- DIRECTIVE: Lay out all of the material below as a Markdown table with the columns n and Line, giving each line its own numbered row and skipping blank lines. Leave the pictures out of the table.

[Point placement records]
_ _ _ _ _ _ _

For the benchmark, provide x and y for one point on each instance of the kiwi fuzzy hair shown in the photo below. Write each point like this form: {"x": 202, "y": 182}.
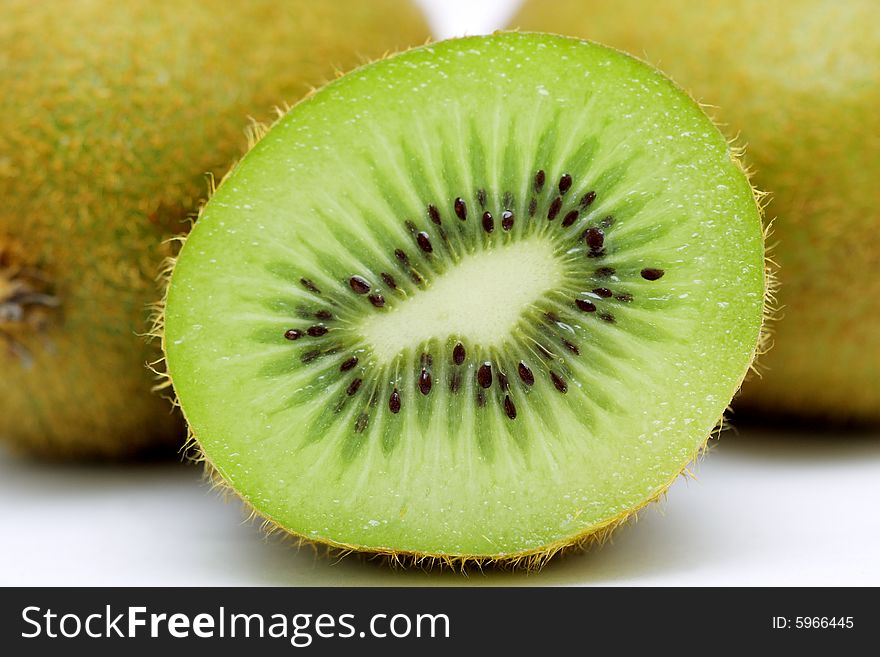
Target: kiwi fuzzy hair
{"x": 120, "y": 109}
{"x": 527, "y": 560}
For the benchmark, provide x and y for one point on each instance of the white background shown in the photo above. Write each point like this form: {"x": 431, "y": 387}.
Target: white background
{"x": 768, "y": 508}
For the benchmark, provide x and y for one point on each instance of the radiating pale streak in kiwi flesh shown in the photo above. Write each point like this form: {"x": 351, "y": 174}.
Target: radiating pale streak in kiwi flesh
{"x": 481, "y": 298}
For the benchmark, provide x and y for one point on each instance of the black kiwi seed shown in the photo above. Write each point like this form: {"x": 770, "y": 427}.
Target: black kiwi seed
{"x": 481, "y": 397}
{"x": 359, "y": 285}
{"x": 502, "y": 381}
{"x": 434, "y": 214}
{"x": 394, "y": 401}
{"x": 509, "y": 408}
{"x": 559, "y": 382}
{"x": 507, "y": 220}
{"x": 460, "y": 208}
{"x": 484, "y": 375}
{"x": 309, "y": 285}
{"x": 539, "y": 181}
{"x": 488, "y": 222}
{"x": 361, "y": 423}
{"x": 595, "y": 238}
{"x": 401, "y": 256}
{"x": 458, "y": 354}
{"x": 425, "y": 381}
{"x": 424, "y": 242}
{"x": 564, "y": 183}
{"x": 525, "y": 374}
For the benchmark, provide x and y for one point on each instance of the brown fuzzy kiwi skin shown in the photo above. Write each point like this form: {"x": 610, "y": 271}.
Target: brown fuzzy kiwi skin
{"x": 799, "y": 83}
{"x": 531, "y": 560}
{"x": 114, "y": 114}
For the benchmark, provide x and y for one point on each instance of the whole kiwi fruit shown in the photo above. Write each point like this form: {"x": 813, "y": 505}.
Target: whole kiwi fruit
{"x": 113, "y": 113}
{"x": 476, "y": 302}
{"x": 798, "y": 83}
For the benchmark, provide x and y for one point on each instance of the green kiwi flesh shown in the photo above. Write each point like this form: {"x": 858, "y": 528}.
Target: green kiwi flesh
{"x": 478, "y": 301}
{"x": 115, "y": 114}
{"x": 798, "y": 82}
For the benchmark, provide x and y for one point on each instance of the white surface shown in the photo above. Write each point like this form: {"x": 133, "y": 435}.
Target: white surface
{"x": 794, "y": 509}
{"x": 767, "y": 509}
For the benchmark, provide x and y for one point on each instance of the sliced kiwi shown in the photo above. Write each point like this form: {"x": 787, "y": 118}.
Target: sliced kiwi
{"x": 115, "y": 111}
{"x": 479, "y": 301}
{"x": 799, "y": 82}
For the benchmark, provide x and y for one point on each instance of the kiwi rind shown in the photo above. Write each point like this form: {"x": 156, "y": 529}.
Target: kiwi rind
{"x": 532, "y": 558}
{"x": 121, "y": 109}
{"x": 797, "y": 81}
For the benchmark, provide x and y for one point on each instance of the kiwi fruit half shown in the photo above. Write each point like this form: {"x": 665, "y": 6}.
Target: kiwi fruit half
{"x": 115, "y": 111}
{"x": 799, "y": 83}
{"x": 475, "y": 302}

_ _ _ _ _ _ _

- TASK OUTPUT:
| n | Line |
|---|---|
| 1 | For the benchmark, provide x and y for one point on each instance of the kiwi fuzzy hair shown in the photo below. Write each point like this form: {"x": 202, "y": 182}. |
| 2 | Target: kiwi fuzzy hair |
| 3 | {"x": 120, "y": 109} |
| 4 | {"x": 527, "y": 560} |
| 5 | For the benchmark, provide x and y for one point on each instance of the white background shown in the photo above. Write each point like this form: {"x": 431, "y": 387}. |
| 6 | Target: white background |
| 7 | {"x": 768, "y": 508} |
| 8 | For the benchmark, provide x and y for one point on each instance of the radiating pale streak in kiwi flesh shown in the photo above. Write each point like this form: {"x": 351, "y": 174}. |
| 9 | Target: radiating pale streak in kiwi flesh |
| 10 | {"x": 481, "y": 298} |
| 11 | For the benchmark, provide x and y for one point on each instance of the black kiwi seed shown in the photo above. Write each point like this form: {"x": 770, "y": 427}. |
| 12 | Target: black kiwi seed |
| 13 | {"x": 481, "y": 397} |
| 14 | {"x": 359, "y": 285} |
| 15 | {"x": 502, "y": 381} |
| 16 | {"x": 434, "y": 214} |
| 17 | {"x": 394, "y": 401} |
| 18 | {"x": 509, "y": 408} |
| 19 | {"x": 559, "y": 382} |
| 20 | {"x": 507, "y": 220} |
| 21 | {"x": 460, "y": 208} |
| 22 | {"x": 484, "y": 375} |
| 23 | {"x": 309, "y": 285} |
| 24 | {"x": 539, "y": 181} |
| 25 | {"x": 488, "y": 222} |
| 26 | {"x": 361, "y": 423} |
| 27 | {"x": 595, "y": 238} |
| 28 | {"x": 401, "y": 256} |
| 29 | {"x": 458, "y": 354} |
| 30 | {"x": 425, "y": 381} |
| 31 | {"x": 424, "y": 242} |
| 32 | {"x": 564, "y": 183} |
| 33 | {"x": 525, "y": 374} |
| 34 | For the benchmark, provide x and y for one point on each instance of the brown fuzzy kiwi skin shown in the photo above. Write each point like this form: {"x": 610, "y": 271}. |
| 35 | Target: brown fuzzy kiwi skin |
| 36 | {"x": 799, "y": 83} |
| 37 | {"x": 531, "y": 560} |
| 38 | {"x": 114, "y": 114} |
| 39 | For the benchmark, provide x and y for one point on each instance of the whole kiwi fruit shown in the photo above. Write each point like this form: {"x": 813, "y": 505}. |
| 40 | Target: whole kiwi fruit |
| 41 | {"x": 113, "y": 113} |
| 42 | {"x": 476, "y": 302} |
| 43 | {"x": 798, "y": 83} |
| 44 | For the benchmark, provide x and y for one point on each instance of the green kiwi flesh shown in the photo above. Write each point like this form: {"x": 858, "y": 528}. |
| 45 | Target: green kiwi flesh |
| 46 | {"x": 478, "y": 301} |
| 47 | {"x": 115, "y": 114} |
| 48 | {"x": 798, "y": 82} |
| 49 | For the benchmark, provide x and y for one point on each instance of the white surface shown in the photo above. Write each point like this form: {"x": 133, "y": 435}. |
| 50 | Target: white surface |
| 51 | {"x": 794, "y": 509} |
| 52 | {"x": 767, "y": 509} |
| 53 | For the benchmark, provide x and y for one point on each instance of the sliced kiwi shown in the photo above. Write each point like this form: {"x": 787, "y": 118}. |
| 54 | Target: sliced kiwi |
| 55 | {"x": 115, "y": 111} |
| 56 | {"x": 479, "y": 301} |
| 57 | {"x": 799, "y": 82} |
| 58 | For the benchmark, provide x and y for one point on each instance of the kiwi rind shown in the photo above. Write each point like this form: {"x": 156, "y": 529}. |
| 59 | Target: kiwi rind |
| 60 | {"x": 532, "y": 558} |
| 61 | {"x": 121, "y": 109} |
| 62 | {"x": 797, "y": 81} |
| 63 | For the benchmark, provide x and y for one point on each instance of the kiwi fruit half shown in the photo above. Write each point like this form: {"x": 665, "y": 6}. |
| 64 | Target: kiwi fruit half |
| 65 | {"x": 115, "y": 111} |
| 66 | {"x": 799, "y": 83} |
| 67 | {"x": 475, "y": 302} |